Excerto selecionado:
É durante uma viagem em 1919, no Museu do Prado, diante dos grandes mestres, que Mário Eloy (1900-1951) descobre que quer ser artista. Ao regressar a Lisboa e com o seu ateliê de pintura instalado no teatro D. Maria II desenvolve, no seu autodidatismo, uma carreira de retratista, seguindo as pisadas simbolistas de Columbano, mas já tocado pelas abordagens modernistas de Eduardo Viana, seu mentor. Em 1925, parte para Paris e é desse período, durante o qual absorve as novidades do Cubismo e do Fauvismo, o encantador Autorretrato, que aqui se apresenta.

Sugestionado pelas derivas expressionistas contemporâneas, muda-se em 1927 para Berlin, onde virá a casar com Theodora Elfriede Laura Severin (Dora) dias depois do nascimento do filho de ambos, Mário António Horst Eloy de Jesus Pereira. Fixa-se em Lisboa, sem a família, a partir de 1933 e atinge nesta década o seu apogeu artístico, num percurso de matriz expressionista dominado pelas inquietações pessoais. As suas propostas estéticas radicais singularizam-no na arte portuguesa da época.

A partir de 1939, sente o agravamento da doença (Coreia de Huntington), que irá ditar o seu internamento em 1942. A sua pintura e desenho, na sua fase final, carregam-se de pessimismo e de visões desesperadas. Morre alienado e quase na miséria em 1951.

Dados de apontamento baseados em imagens
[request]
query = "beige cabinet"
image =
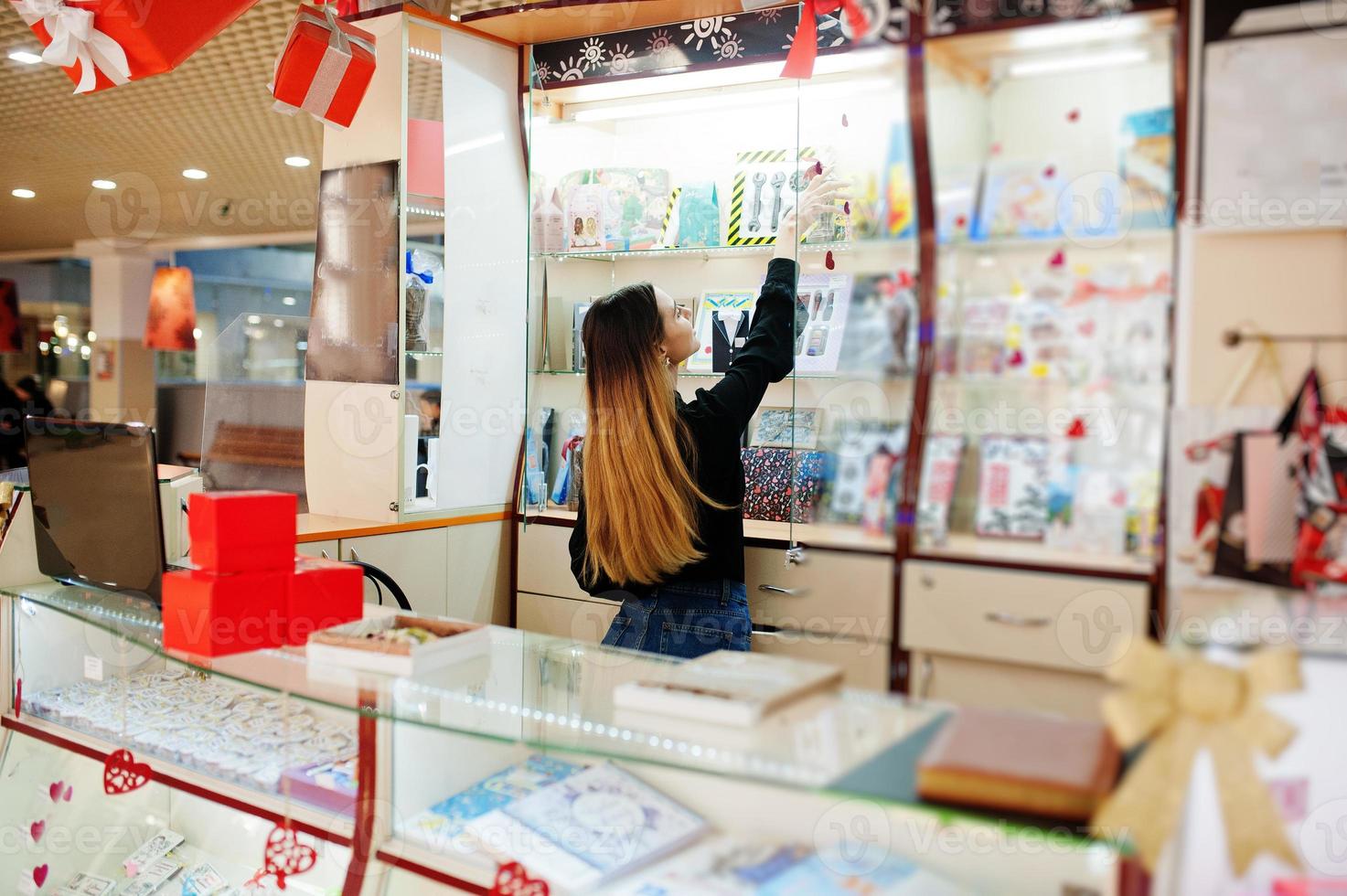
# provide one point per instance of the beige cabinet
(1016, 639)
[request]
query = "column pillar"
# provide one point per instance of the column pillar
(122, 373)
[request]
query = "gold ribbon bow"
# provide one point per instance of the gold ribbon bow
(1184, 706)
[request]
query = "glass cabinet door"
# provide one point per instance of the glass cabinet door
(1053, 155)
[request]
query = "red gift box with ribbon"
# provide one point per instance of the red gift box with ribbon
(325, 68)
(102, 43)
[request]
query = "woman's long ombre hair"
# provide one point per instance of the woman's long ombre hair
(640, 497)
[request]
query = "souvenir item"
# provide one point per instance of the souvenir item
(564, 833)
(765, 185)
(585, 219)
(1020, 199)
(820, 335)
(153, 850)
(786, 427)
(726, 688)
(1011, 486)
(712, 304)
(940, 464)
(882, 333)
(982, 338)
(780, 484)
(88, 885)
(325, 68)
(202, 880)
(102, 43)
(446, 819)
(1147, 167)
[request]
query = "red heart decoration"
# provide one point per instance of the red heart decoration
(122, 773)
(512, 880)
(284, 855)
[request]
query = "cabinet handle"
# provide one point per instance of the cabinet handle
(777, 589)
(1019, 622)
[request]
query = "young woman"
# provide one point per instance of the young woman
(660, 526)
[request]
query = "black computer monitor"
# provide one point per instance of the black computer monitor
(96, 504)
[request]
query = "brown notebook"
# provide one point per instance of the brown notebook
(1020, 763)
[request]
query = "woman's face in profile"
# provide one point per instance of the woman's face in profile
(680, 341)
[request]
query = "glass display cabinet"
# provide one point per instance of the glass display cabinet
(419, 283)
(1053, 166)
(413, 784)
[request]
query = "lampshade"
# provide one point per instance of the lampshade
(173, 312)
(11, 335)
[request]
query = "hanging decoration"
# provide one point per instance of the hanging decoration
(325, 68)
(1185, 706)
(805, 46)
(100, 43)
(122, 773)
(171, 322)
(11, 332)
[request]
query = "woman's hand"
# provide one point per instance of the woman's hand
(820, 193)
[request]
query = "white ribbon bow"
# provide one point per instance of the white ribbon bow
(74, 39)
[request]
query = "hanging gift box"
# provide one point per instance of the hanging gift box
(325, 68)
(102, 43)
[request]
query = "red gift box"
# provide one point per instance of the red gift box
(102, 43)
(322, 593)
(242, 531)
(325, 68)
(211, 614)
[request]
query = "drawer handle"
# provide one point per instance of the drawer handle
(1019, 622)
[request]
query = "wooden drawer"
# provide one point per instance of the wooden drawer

Perguntas:
a) As afirmações seguintes estão de acordo com o texto sobre Mário Eloy? (i) Foi durante uma viagem em 1919 que Mário Eloy descobriu que queria ser artista. (ii) Mário Eloy casou com Dora antes do nascimento do filho de ambos. (iii) A partir de 1933, Mário Eloy fixou-se em Lisboa com a família. Responda a cada uma com sim ou não e cite as palavras do texto que o decidem.
b) Prolongue o texto sobre Mário Eloy a partir do ponto em que termina.

Respostas por ordem:
a)
(i) Sim: "É durante uma viagem em 1919, no Museu do Prado, diante dos grandes mestres, que Mário Eloy (1900-1951) descobre que quer ser artista."
(ii) Não: "dias depois do nascimento do filho de ambos"
(iii) Não: "Fixa-se em Lisboa, sem a família, a partir de 1933"

b)
Ao contrário do pai, autodidata assumido, Mário Eloy filho (1929-1977), recebe educação na Escola Alemã da Haia e formação artística na Academia Livre da mesma cidade, com o intuito de se dedicar à cerâmica, mas por volta de 1954 decide dedicar-se à Pintura.

Realizou viagens na Europa do Pós-guerra, sendo uma a Portugal para ver o pai, e, divorciado em 1956, decide estabelecer-se entre nós, onde vem a receber um subsídio da Fundação Calouste Gulbenkian (FCG) e onde conhece Orquídea Matos Graça, de quem em 1959 tem um filho, Mário Sérgio Graça Eloy. Poucos anos depois, de novo divorciado, regressa a Haia. A sua obra está representada em várias instituições oficiais Holandesas e em 1974 naturaliza-se para receber apoio na doença que herdou do pai, vindo a falecer três anos depois, num incêndio em sua casa, em Haia.

Apesar do pouco contacto com o pai, o seu percurso parte de derivações expressionistas e da exploração do matérico, abordando temáticas num quadro figurativo inicial para se desenvolver posteriormente no gestualismo e no informalismo, com expressão profundamente original.

Com efeito, os quadros ainda figurativos da primeira metade da década de cinquenta, ao mesmo tempo que propõem uma atualização das derivas expressionistas que haviam entusiasmado o pai, anunciam uma clara obsessão pela matéria, que também fascinará a obra fotográfica do filho, mas também a tendência para a rarefação minimalista dos motivos sobre superfícies de cores lisas

Nos anos seguintes Mário Eloy inaugura entre nós um expressionismo abstrato original, que se desenvolve nas últimas produções, num despojamento informalista que procura definir uma linguagem sígnica, em linha, como já acontecera com o pai, com a vanguarda nórdica europeia.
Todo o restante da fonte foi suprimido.